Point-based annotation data
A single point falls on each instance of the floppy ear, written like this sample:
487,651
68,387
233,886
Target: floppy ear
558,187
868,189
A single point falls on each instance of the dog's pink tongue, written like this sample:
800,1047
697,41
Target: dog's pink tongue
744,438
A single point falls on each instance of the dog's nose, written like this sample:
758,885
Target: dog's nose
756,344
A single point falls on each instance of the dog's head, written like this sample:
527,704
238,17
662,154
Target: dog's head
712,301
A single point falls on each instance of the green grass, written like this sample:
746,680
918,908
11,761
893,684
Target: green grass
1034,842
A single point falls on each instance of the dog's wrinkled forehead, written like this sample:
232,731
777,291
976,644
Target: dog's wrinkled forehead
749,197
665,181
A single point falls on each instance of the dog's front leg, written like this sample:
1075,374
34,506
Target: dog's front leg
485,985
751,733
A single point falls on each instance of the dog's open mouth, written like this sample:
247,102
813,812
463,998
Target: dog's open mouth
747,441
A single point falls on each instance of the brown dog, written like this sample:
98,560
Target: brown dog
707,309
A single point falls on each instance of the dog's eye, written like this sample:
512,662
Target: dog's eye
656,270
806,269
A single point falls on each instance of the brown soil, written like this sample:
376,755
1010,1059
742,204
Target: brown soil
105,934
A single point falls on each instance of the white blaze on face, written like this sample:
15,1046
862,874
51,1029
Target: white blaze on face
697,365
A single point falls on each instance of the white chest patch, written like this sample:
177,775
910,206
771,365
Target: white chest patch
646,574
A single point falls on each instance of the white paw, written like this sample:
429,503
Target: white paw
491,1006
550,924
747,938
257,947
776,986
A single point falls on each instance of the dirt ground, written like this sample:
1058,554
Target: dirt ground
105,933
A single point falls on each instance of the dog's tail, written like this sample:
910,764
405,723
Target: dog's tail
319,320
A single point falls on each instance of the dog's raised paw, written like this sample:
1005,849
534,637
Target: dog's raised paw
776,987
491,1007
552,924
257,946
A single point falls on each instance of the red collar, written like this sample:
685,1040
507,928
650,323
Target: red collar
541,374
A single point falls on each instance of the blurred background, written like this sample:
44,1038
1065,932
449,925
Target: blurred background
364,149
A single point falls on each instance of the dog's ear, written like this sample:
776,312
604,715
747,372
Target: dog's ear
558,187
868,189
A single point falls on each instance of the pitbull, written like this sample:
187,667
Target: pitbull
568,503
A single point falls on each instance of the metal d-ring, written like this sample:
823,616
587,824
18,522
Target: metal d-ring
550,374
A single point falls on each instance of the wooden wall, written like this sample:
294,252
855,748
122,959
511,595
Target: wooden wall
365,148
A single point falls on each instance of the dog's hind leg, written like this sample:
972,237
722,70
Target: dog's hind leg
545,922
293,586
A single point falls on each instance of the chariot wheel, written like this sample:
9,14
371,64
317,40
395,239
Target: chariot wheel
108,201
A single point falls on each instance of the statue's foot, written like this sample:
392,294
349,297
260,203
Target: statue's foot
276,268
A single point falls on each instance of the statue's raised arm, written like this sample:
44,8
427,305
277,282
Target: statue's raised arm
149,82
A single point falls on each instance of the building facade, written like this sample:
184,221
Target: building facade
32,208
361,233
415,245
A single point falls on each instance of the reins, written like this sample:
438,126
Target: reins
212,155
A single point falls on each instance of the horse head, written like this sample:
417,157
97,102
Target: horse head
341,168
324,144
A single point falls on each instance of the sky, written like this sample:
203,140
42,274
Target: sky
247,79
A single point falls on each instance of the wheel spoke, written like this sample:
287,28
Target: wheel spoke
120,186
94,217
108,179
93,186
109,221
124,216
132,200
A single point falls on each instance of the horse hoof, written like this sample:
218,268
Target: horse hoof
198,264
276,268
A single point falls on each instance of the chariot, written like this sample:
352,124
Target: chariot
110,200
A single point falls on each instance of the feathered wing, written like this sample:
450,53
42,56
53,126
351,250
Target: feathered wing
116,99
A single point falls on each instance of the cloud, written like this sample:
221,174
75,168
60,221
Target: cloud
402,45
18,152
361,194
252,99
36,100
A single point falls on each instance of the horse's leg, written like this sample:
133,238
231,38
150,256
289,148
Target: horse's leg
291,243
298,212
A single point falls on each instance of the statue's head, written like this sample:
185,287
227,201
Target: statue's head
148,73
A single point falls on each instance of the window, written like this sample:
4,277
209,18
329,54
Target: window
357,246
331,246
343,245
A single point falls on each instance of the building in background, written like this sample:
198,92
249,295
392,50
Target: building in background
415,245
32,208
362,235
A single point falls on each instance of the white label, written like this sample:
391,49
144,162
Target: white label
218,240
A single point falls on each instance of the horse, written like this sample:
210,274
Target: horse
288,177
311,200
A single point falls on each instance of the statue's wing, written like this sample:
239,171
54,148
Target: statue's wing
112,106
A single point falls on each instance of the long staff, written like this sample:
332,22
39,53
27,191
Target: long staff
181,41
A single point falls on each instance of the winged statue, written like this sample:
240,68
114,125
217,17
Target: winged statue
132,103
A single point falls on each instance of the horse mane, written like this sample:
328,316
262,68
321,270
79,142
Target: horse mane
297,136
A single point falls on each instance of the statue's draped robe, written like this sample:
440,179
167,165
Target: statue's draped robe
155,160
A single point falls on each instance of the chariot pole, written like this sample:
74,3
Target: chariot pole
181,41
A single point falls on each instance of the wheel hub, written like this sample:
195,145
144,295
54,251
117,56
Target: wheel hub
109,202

#### WRITTEN PROBLEM
Reproduce all of the data exactly as given.

#### ANSWER FOR THE TASK
A single point falls on each instance of the floppy ear, written like this sample:
487,651
68,387
233,886
Target: floppy ear
558,187
868,189
A single point falls on each instance of the dog's pink tongue, written like this sample:
800,1047
697,41
Target: dog's pink tongue
744,438
A single point falls on each instance of the dog's nose, written like this sample:
758,885
Target: dog's nose
756,344
A single point falls on each instance of the dog's head, written like this sample:
527,704
238,17
662,154
Target: dog's head
712,301
A single point falls on each instance of the green grass, written like this sample:
746,680
918,908
11,761
893,684
Target: green grass
1034,842
A single point falls on each instance of the dog's wrinkled forehead, written like this sample:
232,731
777,291
976,644
Target: dog's wrinkled forehead
749,197
665,181
A single point falls on each instance of the dog's front leg, written like this sample:
1075,374
34,506
Target: dog's front leg
485,985
751,733
A single point falls on each instance of the dog's open mouth, written like this sample:
247,102
813,812
463,998
Target: dog's open mouth
747,441
A single point falls on each instance of the brown dog, written like this sample:
98,560
Target: brown dog
707,309
A single point falls on each instance of the dog's eye, written like this sample:
512,662
Target: dog's eye
656,270
806,269
A single point falls on each instance of the brown soil, written like this sample:
376,755
1010,1059
742,204
Target: brown soil
105,934
A single point falls on each instance of the white blaze on face, written like this sample:
15,1046
862,874
51,1029
Target: white blaze on face
697,365
A single point falls on each instance of the white chest patch, written like this sample:
177,775
910,206
771,365
Target: white chest patch
646,574
A single point falls on each instance of the white paw, written like this sample:
429,503
Target: white paw
491,1006
550,924
747,938
257,947
776,986
A single point falls on each instance of the dirt ground, written like this sample:
1058,554
Target: dirt ground
105,933
A single point falls on each instance of the dog's tail, written like this sample:
910,764
405,723
Target: dog's tail
319,320
A single point falls on each instance of the dog's raised paw, written like this sample:
1005,849
534,637
Target: dog's raised paw
776,987
491,1007
552,924
257,946
A single point falls on each instance of the red collar, written like this sample:
685,1040
507,928
650,323
Target: red collar
541,374
A single point falls on each instance of the blurred background, written like this sample:
44,1038
1065,932
449,925
Target: blurred background
364,149
A single point falls on each instance of the dog's ear, written like this sample:
776,312
604,715
747,372
Target: dog's ear
558,187
868,189
A single point falls on each instance of the pitbull, written like this sample:
187,667
Target: pitbull
568,503
A single point falls on each instance of the metal d-ring, written like this sample:
823,616
587,824
18,522
Target: metal d-ring
550,374
A single point falls on each instance of the wooden wall, written like this sample:
294,252
855,748
122,959
511,595
Target: wooden wall
365,148
A single point falls on each instance of the dog's hind leg, written like this sample:
972,237
722,70
Target: dog's hind leg
545,922
293,586
A single point falls on each instance of the chariot wheel, written like this sample:
9,14
371,64
317,40
395,239
Target: chariot wheel
108,201
A single point falls on each instance of the statue's foot, written like this sample:
392,294
349,297
260,203
Target: statue's foot
276,268
A single point falls on each instance of the statue's raised arm, written like this sample:
44,8
427,305
277,282
Target: statue's raised arm
149,82
A single point falls on each instance of the building facade, written like this sample:
184,221
Target: building facade
32,208
361,233
415,245
A single point falls on each instance of the reins, written like this sample:
438,126
Target: reins
212,155
A single point falls on each instance of the horse head, written like this sample:
417,157
97,102
Target: horse head
341,168
324,144
A single point falls on each instance of the sky, written like this sample:
203,140
42,274
Target: sky
247,79
A single point falls on each instance of the wheel spoke, written like this sample:
287,28
Target: wheel spoke
120,186
94,217
108,179
93,186
109,221
124,216
132,200
A single point falls on each instance of the horse hoof, written like this sample:
218,268
Target: horse hoof
198,264
276,268
A single point falls on each instance of the chariot, written like this sample:
352,124
Target: chariot
110,200
A single point falls on each instance of the feathered wing, written like this sample:
450,53
42,56
53,126
351,250
Target: feathered wing
116,99
A single point falls on each instance of the cloud, written like this sample:
221,174
75,168
60,221
Target: cloud
402,45
18,152
361,194
252,99
36,100
A single point falls on each instance of the horse's leg, written like this sample:
133,238
231,38
150,256
289,148
Target: horse's leg
291,243
298,212
A single point falls on each instance of the statue's head, written like this sample:
185,287
227,201
Target: statue's head
148,73
A single point falls on each instance of the window, written like this sample:
4,277
209,18
329,54
Target: window
357,246
331,246
343,245
A single point falls on each instance of the building in background, written like this sample:
198,92
249,295
392,50
Target: building in background
415,245
32,208
362,235
A single point falls on each instance of the white label, written like this sample:
391,49
144,162
Target: white label
218,240
A single point falls on each instance of the horse, written like this sample:
210,274
Target: horse
288,177
311,200
A single point falls on each instance of the statue's wing, written like this sample:
239,171
54,148
Target: statue's wing
112,106
A single point falls on each instance of the long staff, written like this sample:
332,22
39,53
27,191
Target: long staff
181,41
A single point falls on each instance of the winged statue, written like this sample:
240,68
114,125
217,17
Target: winged statue
132,103
A single point falls on each instance of the horse mane, written like this sample:
328,316
262,68
321,270
79,142
Target: horse mane
297,136
A single point falls on each instance of the statue's draped robe, written like this sample:
440,179
167,165
Target: statue's draped robe
155,160
A single point falls on each instance of the chariot pole, written like this sample:
74,3
Target: chariot pole
181,41
A single point falls on each instance of the wheel hub, written like this sample:
195,145
144,295
54,251
117,56
Target: wheel hub
109,202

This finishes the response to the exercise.